_The task_
Return, word for word, the part of the text on debt collector disclosures that begins with the words containing "Sometimes, the disclosure" and ends with "Practices Act (FDCPA).".

_Text_
Disclosure as Leverage

It has long been a strategy for debt collectors to use the supposed shame or embarrassment of having debt, as leverage to get a debtor to pay a debt. Threatening to tell employers, friends or family that you owe money—or actually telling them—has been a common tactic in the debt collection industry.

Sometimes, the disclosure is purposeful, and with the intent of getting you to pay. Other times it is accidental, such as when a debt collector leaves a voice message on the wrong person’s cellphone. This often happens with pre-recorded messages, that automatically leave messages for people, with no way of knowing that they are actually leaving a message with the correct person.

Law Forbids Disclosures

Either way, both federal and state law prohibits disclosing this information—even if the disclosure is completely accidental. The federal law that prohibits disclosures is called the Fair Debt Collection Practices Act (FDCPA).

Debt collectors will often “suggest” that they could tell employers or others about your debt to try and frighten you. But not only does the law forbid telling anybody about your debt, or that you owe money, but the law also forbids even threatening to do so, as it is illegal for a debt collector to threaten to do something that it does not have a right to do.

No Specific Language is Needed

To break the law, the debt collectors don’t actually even have to mention what you owe or to whom you owe money.

_Data provided_
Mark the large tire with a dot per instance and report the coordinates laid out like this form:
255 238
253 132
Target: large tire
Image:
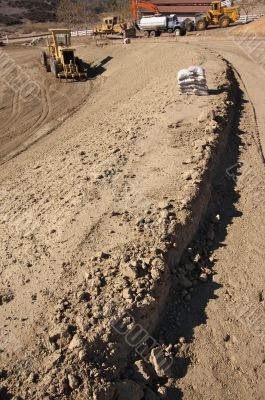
201 24
44 59
54 67
190 27
224 21
80 64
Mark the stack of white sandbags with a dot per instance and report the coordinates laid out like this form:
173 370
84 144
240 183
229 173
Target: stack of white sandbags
193 81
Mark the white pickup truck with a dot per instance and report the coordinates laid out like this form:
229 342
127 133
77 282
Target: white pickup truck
154 25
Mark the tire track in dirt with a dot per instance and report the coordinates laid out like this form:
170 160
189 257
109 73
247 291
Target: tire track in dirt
45 112
15 113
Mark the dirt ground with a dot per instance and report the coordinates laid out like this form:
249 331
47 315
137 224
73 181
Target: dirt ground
99 181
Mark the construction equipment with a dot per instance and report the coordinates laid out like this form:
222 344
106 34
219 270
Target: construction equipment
217 15
61 59
148 6
114 25
154 25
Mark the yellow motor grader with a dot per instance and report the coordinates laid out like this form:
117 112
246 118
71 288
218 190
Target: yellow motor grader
60 58
217 15
114 25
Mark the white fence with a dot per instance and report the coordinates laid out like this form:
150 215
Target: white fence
86 32
244 19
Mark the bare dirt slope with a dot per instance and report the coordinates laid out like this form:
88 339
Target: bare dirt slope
76 201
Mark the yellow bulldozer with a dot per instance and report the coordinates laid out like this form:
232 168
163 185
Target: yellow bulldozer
217 15
60 59
114 25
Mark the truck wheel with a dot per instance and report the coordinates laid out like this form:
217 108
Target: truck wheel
224 21
201 25
54 67
44 59
190 27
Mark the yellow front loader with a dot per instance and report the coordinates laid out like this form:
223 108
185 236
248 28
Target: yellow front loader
115 26
60 58
217 15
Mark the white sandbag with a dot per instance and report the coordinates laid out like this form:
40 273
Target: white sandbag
184 74
185 84
197 71
197 92
200 80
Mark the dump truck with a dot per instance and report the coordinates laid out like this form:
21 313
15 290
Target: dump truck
114 25
217 15
156 24
60 58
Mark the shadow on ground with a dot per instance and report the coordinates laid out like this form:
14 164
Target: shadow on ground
98 69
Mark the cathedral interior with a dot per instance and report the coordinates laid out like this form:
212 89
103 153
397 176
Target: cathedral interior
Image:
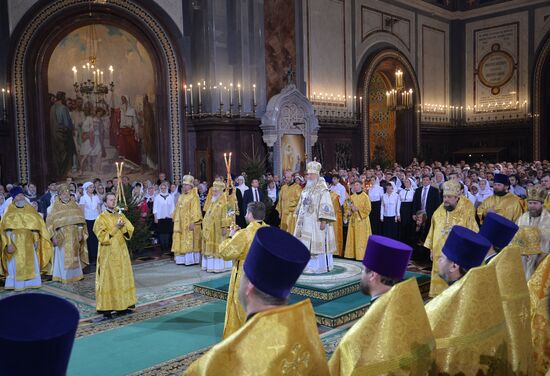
217 89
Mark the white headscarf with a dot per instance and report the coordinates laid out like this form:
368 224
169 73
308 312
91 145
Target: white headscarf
86 185
242 187
482 194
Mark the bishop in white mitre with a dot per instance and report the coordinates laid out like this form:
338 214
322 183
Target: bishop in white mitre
314 221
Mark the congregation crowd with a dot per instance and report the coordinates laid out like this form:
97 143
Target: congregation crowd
456 218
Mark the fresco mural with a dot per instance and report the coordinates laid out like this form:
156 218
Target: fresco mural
92 128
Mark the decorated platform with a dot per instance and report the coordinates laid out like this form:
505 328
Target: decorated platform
336 296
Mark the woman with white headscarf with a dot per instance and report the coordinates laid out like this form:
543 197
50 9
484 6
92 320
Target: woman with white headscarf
91 206
484 192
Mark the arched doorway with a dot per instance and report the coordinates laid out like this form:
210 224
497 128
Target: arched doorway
387 135
35 39
541 103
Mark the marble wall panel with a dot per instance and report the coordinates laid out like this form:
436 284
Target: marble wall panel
280 43
508 34
324 47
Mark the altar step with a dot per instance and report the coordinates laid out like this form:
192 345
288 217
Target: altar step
335 296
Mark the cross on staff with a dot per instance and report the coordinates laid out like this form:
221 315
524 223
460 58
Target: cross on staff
120 196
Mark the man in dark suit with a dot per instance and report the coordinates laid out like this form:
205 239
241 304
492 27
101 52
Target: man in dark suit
426 198
253 194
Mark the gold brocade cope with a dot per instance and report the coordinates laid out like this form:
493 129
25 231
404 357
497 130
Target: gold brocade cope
359 228
539 289
468 323
187 212
115 288
288 199
394 337
28 234
338 224
509 206
442 223
219 216
236 249
516 306
281 341
67 224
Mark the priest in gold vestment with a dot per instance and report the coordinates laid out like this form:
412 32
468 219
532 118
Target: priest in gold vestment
501 202
236 248
277 339
453 211
536 216
396 324
289 195
338 225
25 246
539 292
67 226
186 243
357 209
115 287
467 319
219 216
314 215
499 231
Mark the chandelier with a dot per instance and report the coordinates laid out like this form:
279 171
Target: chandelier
400 98
90 82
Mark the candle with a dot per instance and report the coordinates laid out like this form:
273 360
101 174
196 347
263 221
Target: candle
254 95
200 101
185 95
239 94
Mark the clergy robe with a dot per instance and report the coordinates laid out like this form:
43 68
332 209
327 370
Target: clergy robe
115 288
338 224
219 216
289 195
236 249
508 206
186 243
67 225
541 222
539 292
359 228
25 229
393 337
442 223
516 307
315 205
279 341
468 323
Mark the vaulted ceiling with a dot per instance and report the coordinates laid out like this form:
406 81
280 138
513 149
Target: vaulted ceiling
461 5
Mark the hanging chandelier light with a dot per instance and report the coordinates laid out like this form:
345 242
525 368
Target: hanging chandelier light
90 82
400 98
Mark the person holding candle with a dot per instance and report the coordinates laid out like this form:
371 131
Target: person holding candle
220 214
115 287
186 243
67 226
25 246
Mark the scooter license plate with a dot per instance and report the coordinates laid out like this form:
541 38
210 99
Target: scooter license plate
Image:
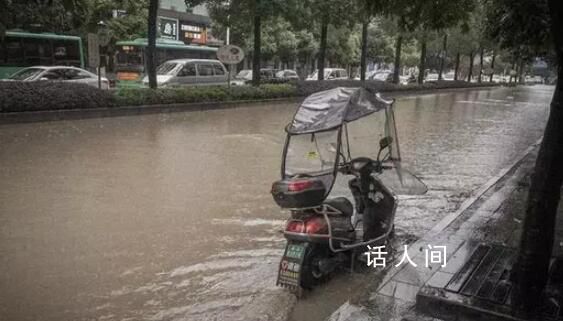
291 263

_Written response_
Sometimes, the disclosure is purposeful, and with the intent of getting you to pay. Other times it is accidental, such as when a debt collector leaves a voice message on the wrong person’s cellphone. This often happens with pre-recorded messages, that automatically leave messages for people, with no way of knowing that they are actually leaving a message with the correct person.

Law Forbids Disclosures

Either way, both federal and state law prohibits disclosing this information—even if the disclosure is completely accidental. The federal law that prohibits disclosures is called the Fair Debt Collection Practices Act (FDCPA).